*Input rows*:
____

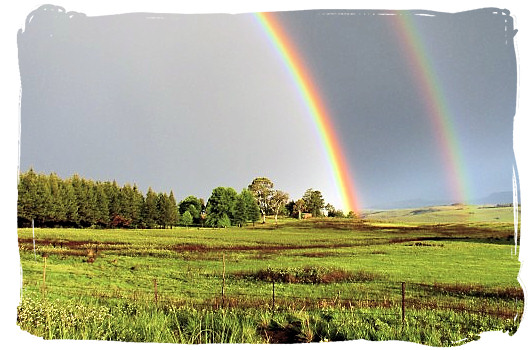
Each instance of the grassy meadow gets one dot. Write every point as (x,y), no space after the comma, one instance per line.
(321,279)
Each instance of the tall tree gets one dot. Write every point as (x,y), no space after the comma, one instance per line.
(174,211)
(220,207)
(57,208)
(299,207)
(313,201)
(102,206)
(193,205)
(149,211)
(252,210)
(278,201)
(163,210)
(69,202)
(186,219)
(262,188)
(34,198)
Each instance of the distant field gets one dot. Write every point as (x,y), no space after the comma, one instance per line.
(460,279)
(446,214)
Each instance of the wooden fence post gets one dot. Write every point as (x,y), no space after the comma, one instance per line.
(403,302)
(156,292)
(44,256)
(223,285)
(273,295)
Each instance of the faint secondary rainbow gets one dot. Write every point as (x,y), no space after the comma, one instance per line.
(342,175)
(432,95)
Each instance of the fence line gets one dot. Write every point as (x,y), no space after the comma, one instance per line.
(405,300)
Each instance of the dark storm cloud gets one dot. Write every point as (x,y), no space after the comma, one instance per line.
(191,102)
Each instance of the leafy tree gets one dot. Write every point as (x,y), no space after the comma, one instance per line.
(220,207)
(186,219)
(240,214)
(262,189)
(352,215)
(193,205)
(299,207)
(278,201)
(252,210)
(313,202)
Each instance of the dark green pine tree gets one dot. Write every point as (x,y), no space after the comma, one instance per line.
(81,199)
(220,207)
(27,208)
(57,208)
(149,210)
(174,211)
(102,205)
(128,206)
(164,209)
(69,202)
(112,192)
(193,205)
(137,204)
(89,187)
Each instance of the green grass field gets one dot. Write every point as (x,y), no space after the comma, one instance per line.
(335,279)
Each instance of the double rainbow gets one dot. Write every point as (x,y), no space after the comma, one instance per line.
(321,118)
(437,109)
(428,87)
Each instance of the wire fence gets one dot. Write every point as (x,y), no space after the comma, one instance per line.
(391,299)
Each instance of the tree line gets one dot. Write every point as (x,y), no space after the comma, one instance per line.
(50,201)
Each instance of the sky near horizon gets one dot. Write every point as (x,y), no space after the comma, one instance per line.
(191,102)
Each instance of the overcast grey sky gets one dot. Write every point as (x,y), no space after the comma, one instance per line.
(192,102)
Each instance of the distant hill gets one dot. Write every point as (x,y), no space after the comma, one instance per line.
(410,203)
(494,198)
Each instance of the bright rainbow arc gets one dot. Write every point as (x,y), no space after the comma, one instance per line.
(432,94)
(311,97)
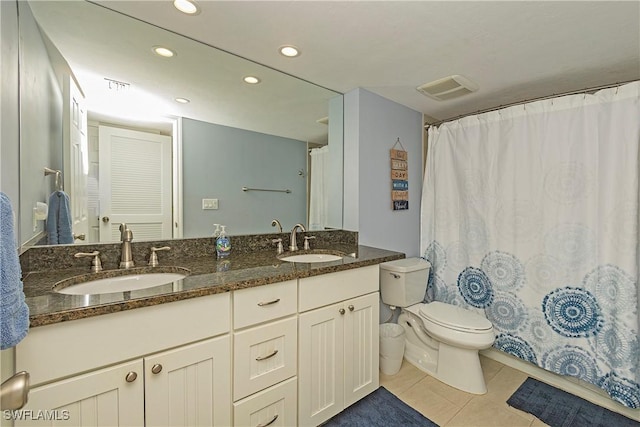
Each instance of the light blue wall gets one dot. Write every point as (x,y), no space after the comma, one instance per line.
(336,147)
(372,125)
(10,136)
(41,122)
(220,160)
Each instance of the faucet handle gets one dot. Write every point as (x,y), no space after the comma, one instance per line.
(153,258)
(96,263)
(280,248)
(307,246)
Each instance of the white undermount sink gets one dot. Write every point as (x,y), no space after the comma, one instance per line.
(311,258)
(125,283)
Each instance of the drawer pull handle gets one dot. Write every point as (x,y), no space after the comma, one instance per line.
(269,356)
(271,421)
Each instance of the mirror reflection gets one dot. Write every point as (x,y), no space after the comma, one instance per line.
(99,111)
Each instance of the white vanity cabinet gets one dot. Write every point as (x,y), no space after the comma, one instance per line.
(112,396)
(283,354)
(338,345)
(189,386)
(265,355)
(152,366)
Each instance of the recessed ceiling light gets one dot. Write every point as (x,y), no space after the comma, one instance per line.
(289,51)
(186,6)
(251,80)
(163,51)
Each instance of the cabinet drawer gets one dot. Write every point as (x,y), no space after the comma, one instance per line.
(275,406)
(263,303)
(318,291)
(263,356)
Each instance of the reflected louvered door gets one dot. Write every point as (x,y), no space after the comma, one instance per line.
(135,184)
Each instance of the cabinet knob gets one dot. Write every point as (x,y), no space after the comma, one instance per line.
(268,356)
(271,421)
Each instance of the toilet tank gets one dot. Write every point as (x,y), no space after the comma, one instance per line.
(403,282)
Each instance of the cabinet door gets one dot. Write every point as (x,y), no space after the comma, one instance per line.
(320,364)
(361,348)
(107,397)
(190,385)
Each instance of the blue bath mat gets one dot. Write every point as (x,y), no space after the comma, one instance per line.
(380,408)
(558,408)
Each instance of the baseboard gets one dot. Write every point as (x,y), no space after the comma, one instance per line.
(569,384)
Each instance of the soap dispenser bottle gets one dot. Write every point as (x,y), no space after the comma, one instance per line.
(223,244)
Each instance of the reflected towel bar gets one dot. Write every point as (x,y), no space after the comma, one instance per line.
(58,174)
(264,189)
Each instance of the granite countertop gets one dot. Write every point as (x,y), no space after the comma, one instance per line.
(207,276)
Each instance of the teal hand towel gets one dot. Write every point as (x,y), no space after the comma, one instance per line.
(14,312)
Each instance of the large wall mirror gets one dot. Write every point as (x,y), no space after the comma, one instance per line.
(100,122)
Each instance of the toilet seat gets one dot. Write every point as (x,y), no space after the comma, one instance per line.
(452,317)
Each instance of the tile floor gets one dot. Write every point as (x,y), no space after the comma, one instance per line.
(447,406)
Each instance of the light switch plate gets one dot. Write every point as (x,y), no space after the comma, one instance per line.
(208,204)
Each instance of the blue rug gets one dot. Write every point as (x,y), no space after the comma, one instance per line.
(380,408)
(558,408)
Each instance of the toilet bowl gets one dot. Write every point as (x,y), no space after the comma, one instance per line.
(441,339)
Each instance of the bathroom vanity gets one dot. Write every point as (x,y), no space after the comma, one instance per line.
(267,342)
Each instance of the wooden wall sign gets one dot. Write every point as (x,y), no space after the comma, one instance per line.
(399,178)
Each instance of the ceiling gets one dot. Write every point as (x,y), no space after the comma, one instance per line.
(514,50)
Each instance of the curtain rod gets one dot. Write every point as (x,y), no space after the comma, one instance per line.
(526,101)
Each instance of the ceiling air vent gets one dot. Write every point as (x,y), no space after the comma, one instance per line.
(448,88)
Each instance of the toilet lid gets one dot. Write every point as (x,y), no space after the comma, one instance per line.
(454,317)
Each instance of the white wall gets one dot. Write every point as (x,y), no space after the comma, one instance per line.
(372,125)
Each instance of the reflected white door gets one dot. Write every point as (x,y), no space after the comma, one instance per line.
(135,184)
(76,159)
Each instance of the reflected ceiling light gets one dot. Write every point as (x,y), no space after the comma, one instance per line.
(186,6)
(289,51)
(252,80)
(163,51)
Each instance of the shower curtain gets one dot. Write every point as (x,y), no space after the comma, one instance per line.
(530,217)
(318,191)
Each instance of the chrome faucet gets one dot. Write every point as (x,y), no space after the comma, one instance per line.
(126,236)
(293,244)
(276,223)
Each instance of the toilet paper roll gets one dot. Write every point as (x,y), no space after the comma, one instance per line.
(40,211)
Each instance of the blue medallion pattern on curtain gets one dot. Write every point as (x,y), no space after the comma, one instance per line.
(530,218)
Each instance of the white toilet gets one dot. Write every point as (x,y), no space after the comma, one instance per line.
(441,339)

____

*Aim of the exercise*:
Give back the whole listing as it stands, minus its pictures.

*Output for this task*:
Each instance of the grassy meadow gets one dot. Write every point as (x,y), no space after the comma, one instance per line.
(321,279)
Each instance of the tall tree gets one dot. Write every point as (x,y), no space after the comma, one instance per line.
(174,211)
(220,207)
(57,208)
(299,207)
(313,201)
(102,206)
(193,205)
(149,211)
(252,210)
(278,201)
(163,210)
(69,202)
(186,219)
(262,188)
(34,198)
Each instance of the distant field gets one dot. Write every point as (x,y), no space after the comma, one instance per line.
(460,279)
(446,214)
Each instance of the wooden fence post gets one dot. Write every point as (x,y), no space after the comma, one instance per line.
(403,302)
(156,292)
(44,256)
(223,285)
(273,295)
Each instance of the faint secondary rainbow gets one dot. Write every point as (x,y), no space after the comma, one instance per line.
(342,175)
(432,95)
Each instance of the fence line gets one dot. Write every point as (x,y), no space after the comma, one instance per line.
(405,300)
Each instance of the dark storm cloud gets one dot. Write every point as (x,y), no space after the comma, one instance per line.
(191,102)
Each instance of the leafy tree gets one dot. Write every point as (x,y), no space after the comma, one instance per line.
(220,207)
(186,219)
(240,214)
(262,189)
(352,215)
(193,205)
(299,207)
(278,201)
(252,210)
(313,202)
Each instance of the dark green pine tree gets one dot. Write every point as (x,y), no space after the comma, one instance per line.
(81,199)
(220,207)
(27,208)
(57,208)
(149,210)
(174,211)
(102,205)
(128,206)
(164,209)
(69,202)
(112,192)
(193,205)
(137,204)
(89,187)
Each instance of the green grass field gets one dot. Write every point as (x,y), no space after the comma, one instance per line.
(335,279)
Each instance of the double rainbow gets one dot. Write every point as (x,y), no space after the comma, one instance per line.
(321,118)
(437,109)
(428,87)
Each instance of the wire fence gets one dot. Write every point as (x,y), no space after the comma, one instance per line.
(391,299)
Each instance of the tree line gets one dot. Write every point as (x,y), no space after the comma, one instance per line.
(50,201)
Each instance of the sky near horizon gets one dot. Write every point as (x,y), no space after the comma, one instance per line.
(191,102)
Each instance of the overcast grey sky gets one dot. Write every point as (x,y), no space after the comma, one instance per line.
(192,102)
Each instance of the distant hill gets one dot. Write every point as (x,y), no space after the comma, one instance per line.
(410,203)
(494,198)
Each instance of the bright rainbow arc gets one dot. Write every point as (x,y), no space after the comma, one instance per line.
(432,94)
(311,97)
Each instance of the light blue wall gets one dot. Write every point as (x,y), no space after the comma, one instance per line.
(336,147)
(372,125)
(10,136)
(41,122)
(220,160)
Each instance of the faucet handle gets one dot. Write every point as (x,y), no space after the comma, one instance per line.
(153,258)
(96,263)
(280,248)
(307,246)
Each instance of the white undermount sink gets one dot. Write every point as (x,y), no space after the comma, one instance per line.
(311,258)
(125,283)
Each instance of the drawer pull handle gets one dot. Write every point as (x,y), no space after the comma, one instance per line.
(269,356)
(271,421)
Each instance of the mirror reflection gets one dot. Write every point as (x,y), no space after the comma, one instance per line.
(99,111)
Each instance of the white vanity cabinet gets one dot. Write every point as (x,y), no space after the comma, one instance per line.
(112,396)
(283,354)
(338,345)
(189,386)
(265,355)
(152,366)
Each instance of the recessed ceiling light gets one dot. Write every point as (x,y), no space after the comma, one instance per line.
(289,51)
(186,6)
(251,80)
(163,51)
Each instance of the cabinet drawer gets one dot. Write every point as (x,y), no space after the comma, one instance per line.
(275,406)
(263,303)
(318,291)
(263,356)
Each instance of the reflected louvered door gets one dot. Write every point as (x,y), no space after the comma, one instance per line.
(135,184)
Each instance of the cabinet knob gets one dot. Write every point as (x,y), no space after the comma, one instance per line.
(268,356)
(271,421)
Each instance of the toilet tank gets one dot. Write every point as (x,y), no space after the comma, one instance per line.
(403,282)
Each instance of the cabinet door gets one dot. Write every point as (x,y), no space after the comma, one instance per line.
(320,364)
(361,348)
(107,397)
(190,385)
Each instance of the blue bath mat gets one dot. Write every point as (x,y), no space after the comma, one instance per line.
(380,408)
(558,408)
Each instance of the baseboard gets one dot. Write every point as (x,y), no space after the comma, one instance per line.
(569,384)
Each instance of the soap dispenser bottle gets one dot. Write every point as (x,y), no space after the comma, one instance per line.
(223,244)
Each instance of the reflected towel bar gets one dot. Write every point as (x,y), no space after the comma, one instance per line.
(58,174)
(264,189)
Each instance of the granite countertop gets one dot. Write every point as (x,y), no space after the comma, one instance per line.
(207,276)
Each instance of the teal hand towel gets one dot. Write every point as (x,y), no space after the comma, one instance per line.
(14,312)
Each instance of the large wall mirror gets one dot. Write every point as (x,y), no space after the comma, one instance per line.
(100,122)
Each instance of the toilet seat gets one dot. Write every point as (x,y), no space after the comma, one instance per line.
(452,317)
Each instance of the tile floor gets one dot. Write every point as (x,y), no space after the comma, one instance per line.
(447,406)
Each instance of the light switch plate gets one dot. Write every point as (x,y), no space after the comma, one instance per line.
(208,204)
Each instance of the blue rug gets one dot. Write every point as (x,y), no space after the comma, one instance per line.
(380,408)
(558,408)
Each instance of the toilet bowl gets one dot. Write every point as (x,y), no space after the comma, one instance per line.
(441,339)
Each instance of the bathroom vanity gets one dot. Write every point as (x,y), no space after the comma, one instance per line.
(267,342)
Each instance of the wooden wall sign gets one dot. Write every point as (x,y), no space after the comma, one instance per line.
(399,178)
Each instance of the ceiling gets one dot. Write every point as (x,y), no space after the comma, one instance per line.
(514,50)
Each instance of the curtain rod gets one dot. Write every point as (x,y), no space after the comma, one instance per line.
(526,101)
Each instance of the ceiling air vent gets one dot. Write every point as (x,y), no space after the comma, one instance per line.
(448,88)
Each instance of the toilet lid gets one dot. Write every point as (x,y), no space after the comma, one instance per line.
(454,317)
Each instance of the white wall gets one dot. Write every point as (x,y), no space after the comma, one instance per line.
(372,125)
Each instance of the reflected white door gets one dot. Write every point as (x,y), no space after the comma, one instance per line.
(135,184)
(76,159)
Each instance of the reflected ceiling light gets one dot. Write every point as (x,y), no space after the comma, one instance per line.
(186,6)
(289,51)
(252,80)
(163,51)
Each instance of the shower curtain gets one dot. Write every point as (x,y), no space after the comma, one instance per line.
(530,217)
(318,191)
Each instance of the chrome faucet gets one dot. Write every point as (x,y), no space after the comma, one instance per line.
(126,236)
(293,244)
(276,223)
Each instance of the toilet paper roll gets one dot. Write every point as (x,y), no space after the comma, one instance per line.
(40,211)
Each instance of the blue medallion pattern on curtain gets one dot. Write every point as (x,y), no space after the comma, one instance per line.
(530,218)
Each instance of the white toilet gets one dot. Write every point as (x,y), no space after the comma, one instance per line.
(441,339)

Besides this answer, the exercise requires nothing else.